[Opgeslagen items]
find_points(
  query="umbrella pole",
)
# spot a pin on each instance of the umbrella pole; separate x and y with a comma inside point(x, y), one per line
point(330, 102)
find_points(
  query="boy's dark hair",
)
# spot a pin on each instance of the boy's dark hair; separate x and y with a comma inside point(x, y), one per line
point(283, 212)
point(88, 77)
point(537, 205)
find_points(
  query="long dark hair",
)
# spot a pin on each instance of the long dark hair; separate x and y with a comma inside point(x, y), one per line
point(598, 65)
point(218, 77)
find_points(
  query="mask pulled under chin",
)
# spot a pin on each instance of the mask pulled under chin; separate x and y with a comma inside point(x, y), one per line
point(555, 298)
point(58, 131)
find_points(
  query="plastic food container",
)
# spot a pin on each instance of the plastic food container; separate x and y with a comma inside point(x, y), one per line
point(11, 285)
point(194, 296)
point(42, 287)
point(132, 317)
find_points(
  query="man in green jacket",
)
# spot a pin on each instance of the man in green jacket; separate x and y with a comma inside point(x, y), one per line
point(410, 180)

OPDRACHT →
Schrijf de lijst hierboven opnieuw uit en verwissel daarbij elke "dark" voor "black". Laat al het andere ongewijzigd.

VOLLEDIG ANTWOORD →
find_points(
  query="umbrella pole",
)
# spot a pin on each instance of the umbrella pole; separate x and y with a comma inside point(x, y), one per line
point(330, 102)
find_points(
  query="boy's black hair",
)
# spot a pin on each instance of the boy's black hair; separate x and y with a comma inside point(x, y), one per line
point(283, 212)
point(88, 77)
point(537, 205)
find_points(
  query="long black hair",
)
# spot a pin on each instance of the long black hair; separate x and y with a comma inside point(x, y), one per line
point(598, 65)
point(218, 77)
find_points(
  query="mask pulled under chin",
)
# spot a pin on each instance of the mask pulled under chin; separate x and y with a comma inside point(x, y), one per line
point(555, 298)
point(58, 131)
find_points(
  query="plastic food container",
)
# spot a pin on each instance of the plastic food container; separate x and y with a comma inside point(x, y), one per line
point(11, 285)
point(194, 296)
point(42, 287)
point(132, 317)
find_points(
  query="man in green jacket",
)
# spot a pin on each instance of the man in green jacket; separate x and y with a comma inside point(x, y), one per line
point(410, 180)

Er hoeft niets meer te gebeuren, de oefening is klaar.